◆ Task to carry out
Copy out word for word the part of the material that opens with the line containing "Please provide the mask of every instance of the winding" and closes with the line containing "[[19,86],[37,108],[79,105],[58,64],[44,64]]", both lines included.
──────── Records ────────
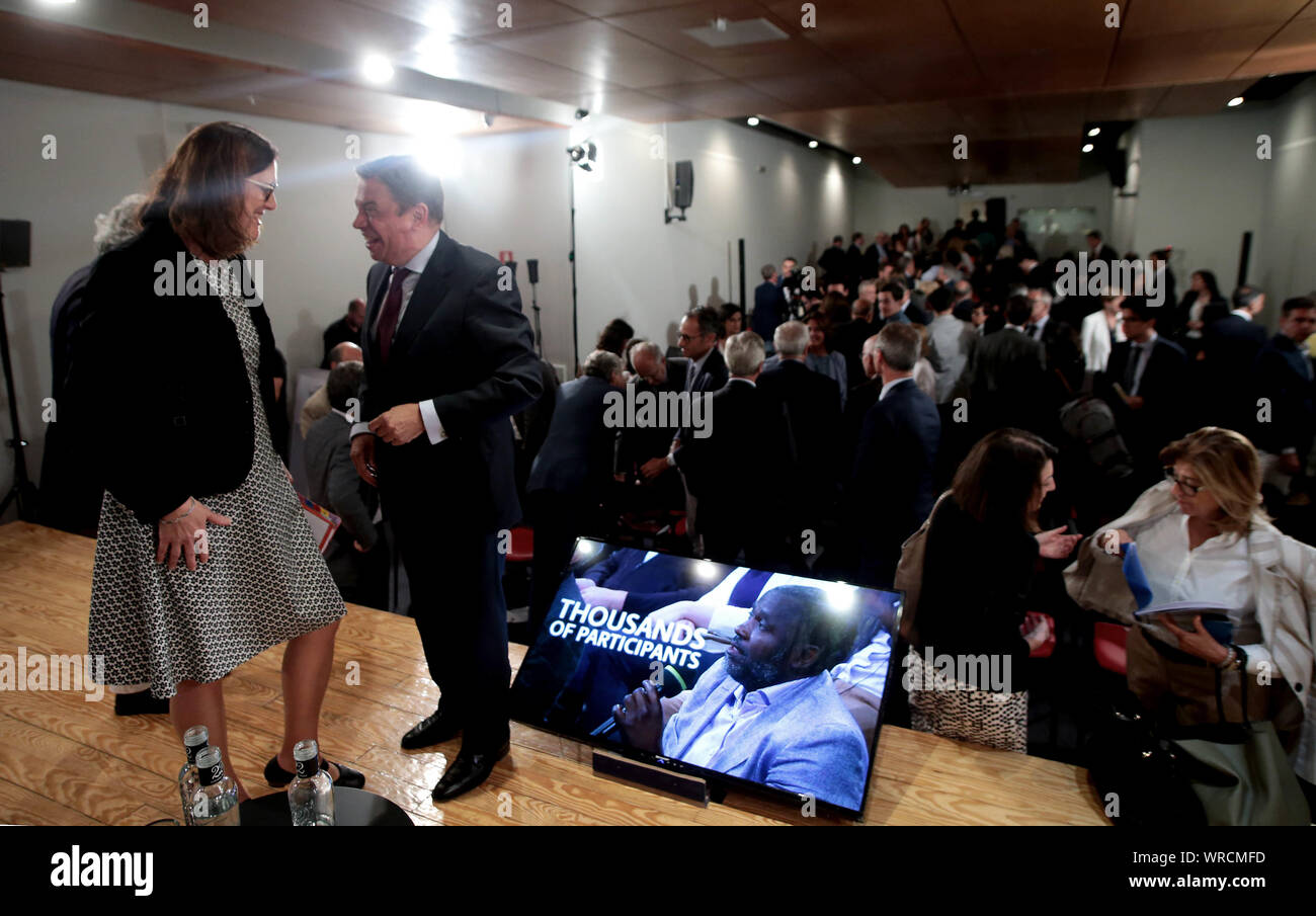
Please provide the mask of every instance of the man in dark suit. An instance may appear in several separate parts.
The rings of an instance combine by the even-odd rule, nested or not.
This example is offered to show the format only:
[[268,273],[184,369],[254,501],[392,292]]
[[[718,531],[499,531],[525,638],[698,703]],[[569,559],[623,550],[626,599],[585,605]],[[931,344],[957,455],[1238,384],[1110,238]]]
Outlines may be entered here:
[[325,355],[320,361],[320,369],[332,369],[329,355],[340,344],[361,344],[361,325],[366,321],[366,300],[353,299],[347,303],[347,313],[325,328]]
[[366,382],[351,458],[379,486],[441,699],[404,749],[463,733],[434,799],[466,792],[508,753],[500,530],[521,517],[509,417],[540,396],[516,279],[440,230],[443,191],[412,157],[357,168],[367,278]]
[[1188,357],[1178,344],[1155,333],[1159,309],[1149,305],[1146,296],[1129,296],[1121,311],[1128,340],[1115,345],[1095,390],[1115,413],[1133,455],[1136,482],[1152,486],[1161,479],[1161,449],[1188,428]]
[[837,383],[804,363],[809,329],[787,321],[776,329],[779,362],[755,380],[774,415],[787,426],[787,462],[774,475],[778,482],[809,480],[809,499],[788,501],[783,509],[786,530],[792,537],[805,528],[817,530],[836,503],[842,469],[837,461],[841,442],[841,391]]
[[763,282],[754,288],[754,315],[750,326],[763,340],[772,340],[772,332],[786,317],[786,293],[776,276],[776,267],[763,265],[759,271]]
[[1316,437],[1316,372],[1305,346],[1313,330],[1316,300],[1287,299],[1279,333],[1257,355],[1257,394],[1267,399],[1270,409],[1262,415],[1265,421],[1253,424],[1250,438],[1263,453],[1262,466],[1275,465],[1279,479],[1303,476]]
[[1257,316],[1266,307],[1266,293],[1241,286],[1233,293],[1233,311],[1202,329],[1202,400],[1198,421],[1224,426],[1244,436],[1255,422],[1255,378],[1246,370],[1266,346],[1266,329]]
[[358,396],[365,374],[355,361],[329,370],[329,411],[307,428],[307,495],[342,519],[324,557],[343,600],[383,608],[388,604],[388,550],[375,528],[379,494],[357,475],[347,438],[354,420],[349,399]]
[[708,432],[676,451],[686,484],[699,500],[704,557],[734,562],[744,550],[755,569],[778,565],[784,532],[772,494],[786,462],[786,422],[755,386],[763,341],[754,332],[726,341],[730,379],[709,403]]
[[969,420],[979,436],[999,426],[1040,432],[1044,409],[1038,392],[1046,375],[1046,350],[1024,333],[1033,307],[1011,296],[1005,325],[978,341],[961,382],[969,392]]
[[855,579],[866,584],[892,583],[900,545],[919,530],[936,500],[941,416],[913,383],[920,342],[911,324],[891,324],[878,334],[882,394],[863,420],[846,494],[853,542],[859,547]]
[[584,374],[558,391],[549,436],[530,467],[525,494],[534,526],[530,633],[538,633],[576,537],[603,536],[599,504],[612,479],[620,425],[608,424],[609,392],[622,400],[621,357],[595,350]]

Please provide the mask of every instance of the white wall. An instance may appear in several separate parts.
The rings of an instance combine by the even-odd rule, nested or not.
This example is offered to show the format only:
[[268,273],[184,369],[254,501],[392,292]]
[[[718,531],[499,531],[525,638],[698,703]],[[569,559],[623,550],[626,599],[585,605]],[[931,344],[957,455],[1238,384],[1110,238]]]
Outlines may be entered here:
[[[765,263],[788,254],[804,263],[824,238],[851,226],[857,170],[834,155],[729,121],[665,130],[591,120],[572,130],[575,140],[586,136],[599,145],[599,171],[575,171],[582,359],[615,317],[674,345],[691,305],[747,305]],[[663,224],[670,166],[680,159],[695,166],[694,205],[684,222]],[[740,238],[749,295],[738,287]]]
[[1266,317],[1291,296],[1316,290],[1312,221],[1316,215],[1316,78],[1290,92],[1273,112],[1273,158],[1265,199],[1266,243],[1253,249],[1249,279],[1267,296]]

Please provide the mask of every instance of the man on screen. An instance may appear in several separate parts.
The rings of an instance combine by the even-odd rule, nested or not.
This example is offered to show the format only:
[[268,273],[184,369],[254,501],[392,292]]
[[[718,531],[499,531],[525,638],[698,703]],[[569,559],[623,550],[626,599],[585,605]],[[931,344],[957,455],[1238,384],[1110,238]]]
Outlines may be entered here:
[[634,748],[858,811],[869,749],[828,671],[854,638],[821,588],[772,588],[666,725],[647,680],[613,719]]

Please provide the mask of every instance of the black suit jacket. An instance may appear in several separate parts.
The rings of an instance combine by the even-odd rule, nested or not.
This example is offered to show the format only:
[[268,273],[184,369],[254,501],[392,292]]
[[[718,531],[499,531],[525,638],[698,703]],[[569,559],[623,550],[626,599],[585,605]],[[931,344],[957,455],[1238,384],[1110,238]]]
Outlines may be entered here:
[[366,283],[362,419],[433,399],[447,438],[430,445],[421,432],[403,446],[376,442],[386,507],[441,512],[475,532],[508,528],[521,517],[508,417],[542,390],[515,278],[511,290],[499,288],[497,261],[441,232],[386,366],[375,321],[390,272],[376,263]]
[[525,490],[551,490],[597,501],[612,479],[617,429],[605,420],[609,392],[624,397],[604,379],[582,375],[558,390],[549,436],[530,467]]
[[[147,215],[143,225],[92,270],[68,407],[84,454],[99,458],[89,462],[92,472],[141,521],[154,524],[188,496],[236,490],[251,470],[255,426],[242,346],[224,303],[213,295],[157,295],[155,263],[191,255],[163,212]],[[272,416],[282,359],[265,305],[249,313],[261,341],[261,400]],[[200,370],[161,371],[182,353]],[[112,392],[104,390],[108,379]],[[118,409],[105,401],[111,395]],[[118,445],[125,433],[133,436],[130,449]]]
[[941,415],[913,379],[896,384],[865,416],[846,507],[869,547],[859,558],[869,582],[891,584],[900,545],[932,512],[940,441]]

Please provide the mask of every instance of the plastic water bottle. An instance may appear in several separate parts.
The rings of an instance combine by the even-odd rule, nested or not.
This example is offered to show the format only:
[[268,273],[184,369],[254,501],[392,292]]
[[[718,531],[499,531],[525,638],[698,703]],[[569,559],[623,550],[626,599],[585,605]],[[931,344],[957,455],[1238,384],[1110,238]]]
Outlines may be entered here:
[[201,784],[192,794],[195,827],[238,827],[238,784],[224,775],[224,757],[218,748],[207,748],[196,755]]
[[178,798],[183,803],[183,824],[192,825],[192,796],[201,784],[201,773],[196,769],[196,755],[211,744],[211,729],[193,725],[183,733],[183,749],[187,763],[178,771]]
[[333,779],[320,769],[320,745],[313,738],[292,748],[297,775],[288,783],[293,827],[333,827]]

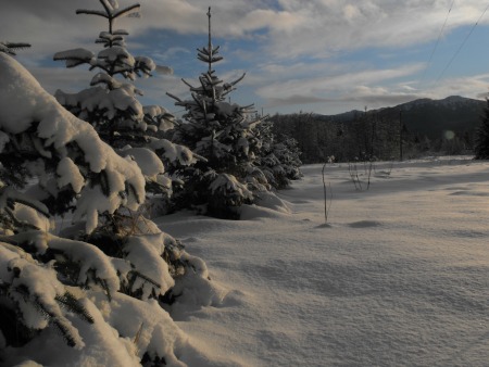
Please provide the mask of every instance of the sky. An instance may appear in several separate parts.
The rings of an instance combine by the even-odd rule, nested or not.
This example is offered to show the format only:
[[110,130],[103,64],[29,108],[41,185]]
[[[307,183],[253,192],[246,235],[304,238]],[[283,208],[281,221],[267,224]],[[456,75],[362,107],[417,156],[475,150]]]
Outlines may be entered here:
[[[118,0],[125,8],[135,2]],[[336,114],[397,105],[418,98],[484,99],[489,92],[487,0],[141,0],[140,17],[116,23],[134,55],[173,68],[137,80],[143,104],[181,113],[171,92],[188,97],[206,65],[197,48],[213,45],[224,60],[216,75],[244,79],[231,102],[254,103],[259,113]],[[24,41],[22,62],[49,92],[88,87],[84,67],[66,69],[55,52],[95,53],[106,21],[76,15],[102,9],[99,0],[10,0],[0,13],[0,40]]]

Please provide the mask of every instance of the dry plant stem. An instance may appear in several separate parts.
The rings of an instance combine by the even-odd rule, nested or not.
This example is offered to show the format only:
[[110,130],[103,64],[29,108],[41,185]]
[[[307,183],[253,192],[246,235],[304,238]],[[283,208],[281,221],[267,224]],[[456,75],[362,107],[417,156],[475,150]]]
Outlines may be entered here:
[[325,172],[325,168],[326,168],[326,164],[327,163],[325,163],[323,165],[324,224],[328,223],[329,208],[331,207],[331,202],[333,202],[333,190],[331,190],[331,184],[329,182],[329,204],[328,204],[326,179],[325,179],[325,175],[324,175],[324,172]]

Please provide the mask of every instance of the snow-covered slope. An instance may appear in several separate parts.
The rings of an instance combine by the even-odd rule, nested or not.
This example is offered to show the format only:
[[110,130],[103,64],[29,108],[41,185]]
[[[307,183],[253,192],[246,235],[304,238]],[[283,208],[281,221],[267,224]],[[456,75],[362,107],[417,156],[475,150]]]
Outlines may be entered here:
[[326,226],[321,168],[279,193],[290,214],[160,218],[229,290],[179,327],[241,366],[487,366],[489,163],[377,164],[365,192],[329,165]]

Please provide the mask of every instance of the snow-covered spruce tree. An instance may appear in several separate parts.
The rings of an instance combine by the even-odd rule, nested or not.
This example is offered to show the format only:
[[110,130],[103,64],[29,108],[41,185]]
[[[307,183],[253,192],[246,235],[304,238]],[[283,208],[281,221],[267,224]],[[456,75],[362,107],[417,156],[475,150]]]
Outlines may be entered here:
[[15,50],[27,49],[30,43],[25,42],[2,42],[0,41],[0,52],[4,52],[15,56]]
[[[96,43],[102,45],[97,55],[87,49],[58,52],[54,60],[63,60],[66,67],[88,64],[98,69],[90,88],[77,93],[58,90],[58,101],[79,118],[89,122],[99,136],[123,156],[138,162],[147,180],[147,191],[167,199],[172,180],[164,175],[164,163],[187,166],[195,157],[186,147],[156,138],[159,130],[173,127],[174,116],[162,106],[142,106],[137,96],[142,92],[131,83],[149,77],[156,68],[150,58],[134,56],[126,48],[127,30],[116,29],[121,17],[131,16],[139,4],[118,8],[117,0],[100,0],[102,10],[77,10],[77,14],[96,15],[106,20],[108,29],[101,31]],[[162,67],[160,67],[162,68]]]
[[265,176],[254,164],[261,148],[256,126],[263,118],[251,118],[253,105],[226,102],[244,74],[231,83],[216,76],[213,65],[223,58],[220,47],[212,45],[211,8],[208,17],[209,42],[198,49],[198,59],[208,65],[199,77],[200,85],[195,87],[184,80],[190,88],[189,100],[167,93],[186,110],[173,141],[205,159],[174,170],[186,182],[177,200],[187,207],[204,205],[206,213],[216,217],[237,218],[241,204],[252,203],[256,192],[268,189]]
[[[145,199],[139,166],[2,52],[0,173],[0,364],[181,365],[191,345],[158,300],[213,302],[205,264],[142,217],[108,232]],[[53,235],[71,210],[72,238]]]
[[487,100],[484,116],[481,116],[481,124],[477,130],[474,151],[476,160],[489,160],[489,99]]
[[302,177],[298,143],[286,135],[274,135],[273,122],[269,119],[260,124],[258,129],[262,147],[256,165],[275,189],[285,189],[291,180]]

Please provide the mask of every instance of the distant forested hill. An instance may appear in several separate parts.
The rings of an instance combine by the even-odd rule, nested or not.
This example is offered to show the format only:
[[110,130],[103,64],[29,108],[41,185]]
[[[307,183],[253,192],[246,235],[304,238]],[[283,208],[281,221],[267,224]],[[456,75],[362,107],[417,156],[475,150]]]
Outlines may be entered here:
[[[486,101],[448,97],[337,115],[275,115],[276,132],[293,136],[304,163],[400,159],[428,153],[471,152]],[[401,130],[402,128],[402,130]]]

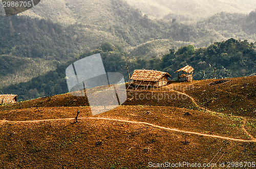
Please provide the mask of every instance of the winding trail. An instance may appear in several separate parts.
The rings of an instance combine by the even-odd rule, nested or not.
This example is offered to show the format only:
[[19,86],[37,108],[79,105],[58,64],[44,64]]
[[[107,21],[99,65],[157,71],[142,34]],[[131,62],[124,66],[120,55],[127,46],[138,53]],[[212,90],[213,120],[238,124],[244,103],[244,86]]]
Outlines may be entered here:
────────
◆ Output of the exercise
Please provide the mask of every instance of the winding trail. An instance may appear in several separate parts.
The rings of an instance combine by the even-odd rule, nested or not.
This example is offered to show the format only:
[[19,86],[37,108],[79,105],[58,64],[44,64]]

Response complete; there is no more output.